Terdapat 3 ayat tentang writing, yaitu:
1.
A
way of knowing something. Dengan menulis, kita dapat mengetahui banyak hal yang
belum kita tahu sebelumnya.
2.
A
way of representing something. Dengan menulis, kita dapat menyajikan kembali
apa yang kita ketahui dalam tulisan kita.
3.
A
way of reproducing something. Dengan menulis, kita dapat menghasilkan sesuatu
karya, baik itu jurnal, buku teks, karya ilmiah dan lain sebagainya.
Something dari ketiga
ayat diatas dapat merujuk kepada kepada beberapa hal, diantaranya information,
knowledge ataupun experience. Tapi prioritasnya lebih merujuk pada experience,
karena experience itu lebih terasa dan lebih mudah untuk diingat daripada
informasi atau knowledgenya. Contohnya pada saat pembelajaran phonology yang
sangat rumit, mahasiswa kurang peduli bahkan tidak peduli dengan informasi dan
pengetahuan yang mereka dapatkan. Tapi yang paling berkesan dan paling diingat
oleh mahasiswa adalah pengalaman belajarnya. Pengalaman saat mereka harus
mengerjakan tugas yang begitu banyak, pengalaman saat mereka harus mencari dan
membaca buku yang sangat tebal, pengalaman saat mereka harus begadang setiap
malam untuk mengerjakan tugas dan pengalaman lain-lainnya.
Setelah selesai
mengulas materi minggu lalu, Mr. Lala mulai membagi kelas menjadi dua kelompok.

INFORMASI YANG DIBERIKAN —
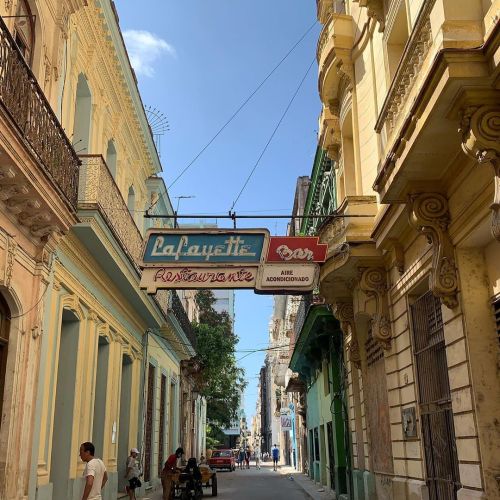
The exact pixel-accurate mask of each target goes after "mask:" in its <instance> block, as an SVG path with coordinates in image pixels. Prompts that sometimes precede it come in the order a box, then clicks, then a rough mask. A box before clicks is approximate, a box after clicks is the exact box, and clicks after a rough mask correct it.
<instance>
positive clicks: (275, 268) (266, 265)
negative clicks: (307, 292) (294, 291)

KEGIATAN 1 — Sebutkan semua frasa berbahasa Inggris yang diawali "A way of" dalam teks tentang menulis.
KEGIATAN 2 — Salin dari teks tentang menulis bagian yang dibuka dengan kata-kata yang memuat "Something dari ketiga" dan ditutup dengan "dan pengalaman lain-lainnya.".
KEGIATAN 3 — Teruskan teks tentang menulis, mulai sesudah kalimat terakhir yang tercantum di dalamnya.

JAWABAN AKHIR 1 —
- A way of knowing something
- A way of representing something
- A way of reproducing something

JAWABAN AKHIR 2 —
Something dari ketiga
ayat diatas dapat merujuk kepada kepada beberapa hal, diantaranya information,
knowledge ataupun experience. Tapi prioritasnya lebih merujuk pada experience,
karena experience itu lebih terasa dan lebih mudah untuk diingat daripada
informasi atau knowledgenya. Contohnya pada saat pembelajaran phonology yang
sangat rumit, mahasiswa kurang peduli bahkan tidak peduli dengan informasi dan
pengetahuan yang mereka dapatkan. Tapi yang paling berkesan dan paling diingat
oleh mahasiswa adalah pengalaman belajarnya. Pengalaman saat mereka harus
mengerjakan tugas yang begitu banyak, pengalaman saat mereka harus mencari dan
membaca buku yang sangat tebal, pengalaman saat mereka harus begadang setiap
malam untuk mengerjakan tugas dan pengalaman lain-lainnya.

JAWABAN AKHIR 3 —
Seperti biasa, Mr. Lala berkeliling mengecek class review dan appetizer
mahasiswa. Sambil mengecek passport masing-masing mahasiswa, Mr. Lala bertanya
kepada setiap mahasiswa. Setelas selesai mengecek passport mahasiswa, Mr. Lala
memberikan kesimpulan bahwa literasi itu bukan hanyay berefek pada publish
saja. Literasi juga berefek pada kualitas kehidupan dan SDM. Jika SDM di
Indonesia sudah bagus, maka daya saing bangsa kita pun akan semakin meningkat.
Apabila Indonesia sudah memiliki litersi ayng tinggi, otomatis kehidupan di
indoneysia pun akan semakin membaik.
Setiap dosen pasti
menginginkan mahasiswanay agar menjadi lebih baik. Itulah yang selalu dilakukan
oleh Mr. Lala. Setiap pertemuan, Mr. Lala selalu memberikan cambukan (semangat)
kepada mahasiswanya. Kata-kata angyy diucapkannya pun selalu menjadi inspirasi
dan memberikan semangat untuk mahasiswanya. Pada pertemuan kedua ini, Mr. lala
menunjukkan slide dengan judul “Knowing Who We Really Are”. Melihat judulnya
saja, jelas adalah untuk memotivasi kita agar kita sadar akan tugas kita
sebagai pelajar. Siapa sih kita
sebenarnya? Mahasiswa yang hanya memasuki kelas tujuan? Mahasiswa yang hanya
mengikuti kontrak belajar di dalam kelas? Atau mahasiswa yang bagaimana?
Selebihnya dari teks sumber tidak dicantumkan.